Consignes ▸
(A) D'après le texte sur la crainte d'une arrivée au pouvoir de Marine Le Pen, pourquoi un tel événement ne serait-il pas une surprise ? Répondez en une à trois phrases.
(B) Poursuivez, s'il vous plaît, le texte sur la crainte d'une arrivée au pouvoir de Marine Le Pen à partir de sa dernière phrase.

Texte sélectionné ▸
■ ■ ■ ■

Avril 2002-avril 2022 : vers un nouveau « soir de Pen » en pire ?

Durant mon récent séjour dans l’hexagone, j’ai entendu beaucoup d’inquiétude parmi vous au sujet des années à venir, au gré de confidences entre quatre yeux ou durant des réunions publiques.

AVRIL 2002-AVRIL 2022 : VERS UN NOUVEAU « SOIR DE PEN » EN PIRE ?

Nombreux sont ceux et celles qui craignent que la dérive toujours plus sécuritaire et totalitaire de la société, la surenchère des médias de caniveau et l’arrogance autocratique de Macron ne conduisent, dans un an, à l’arrivée au pouvoir de Marine Le Pen et de ses réseaux, dans un registre encore plus autoritaire.

Cet événement serait-il vraiment une surprise ? Bien sûr que non. À force d’accepter que des gens nous gouvernent et décident de nos vies à notre place, il ne faut pas s’étonner qu’un jour, ces individus ivres de pouvoir se livrent à plus de brimades, de décisions arbitraires et de violence contre les personnes qui osent leur résister et contre les boucs-émissaires qu’ils fabriquent.

■ ■ ■ ■

Informations fournies ▸
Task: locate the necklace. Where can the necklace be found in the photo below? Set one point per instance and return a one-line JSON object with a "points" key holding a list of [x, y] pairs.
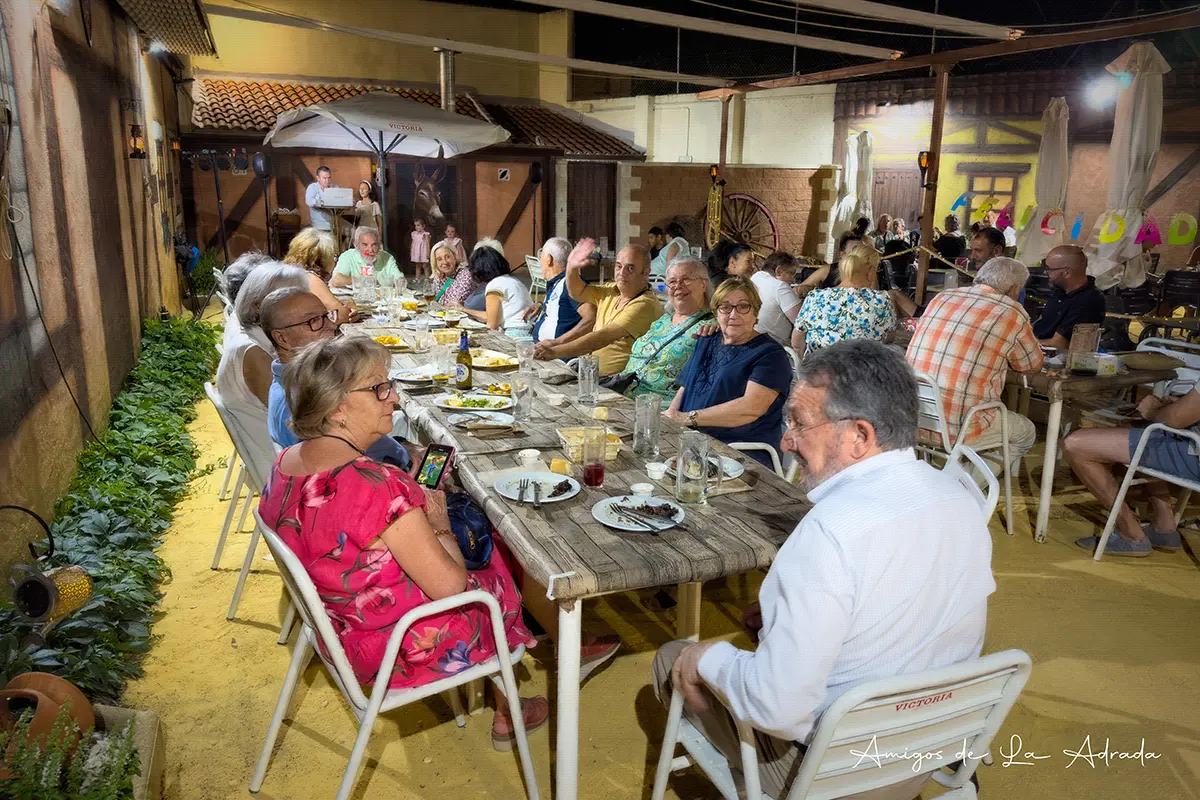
{"points": [[334, 435]]}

■ ■ ■ ■

Résultats de l'exercice ▸
(A) À force d'accepter que des gens nous gouvernent et décident de nos vies à notre place, il ne faut pas s'étonner qu'un jour ces individus ivres de pouvoir se livrent à plus de brimades, de décisions arbitraires et de violence. Cette violence vise les personnes qui osent leur résister et les boucs émissaires qu'ils fabriquent.

(B)
Sans prendre nos vies en mains au moyen d’un changement radical du système politique et économique, nous serons tôt ou tard condamnés à revivre ce que nos ancêtres ont vécu à de nombreuses reprises sous diverses formes.

Libres à chacun de lutter à sa façon contre ce fléau, par-delà nos différences, et parfois de faire front commun, mais il y a des moments où il faut ouvrir les yeux et admettre l’échec de la méthode Coué. Réformes et gesticulations en tous genres n’ont rien donné ou si peu. 150 ans après la Commune de Paris, nous devrions nous rappeler que ce sont les soulèvements, les raz-le-bol communicatifs et les révolutions sociales qui provoquent les plus puissants changements de société — ou au moins sèment les graines de l’utopie qui n’est que la réalité de demain.

Ce n’est pas le moment de baisser les bras. C’est justement dans des instants pareils que tout s’éclaire malgré l’obscurité, que l’enjeu est décuplé, que l’urgence pousse à l’action. Qui peut dire à l’heure qu’il est ce qui va se passer dans l’année à venir ?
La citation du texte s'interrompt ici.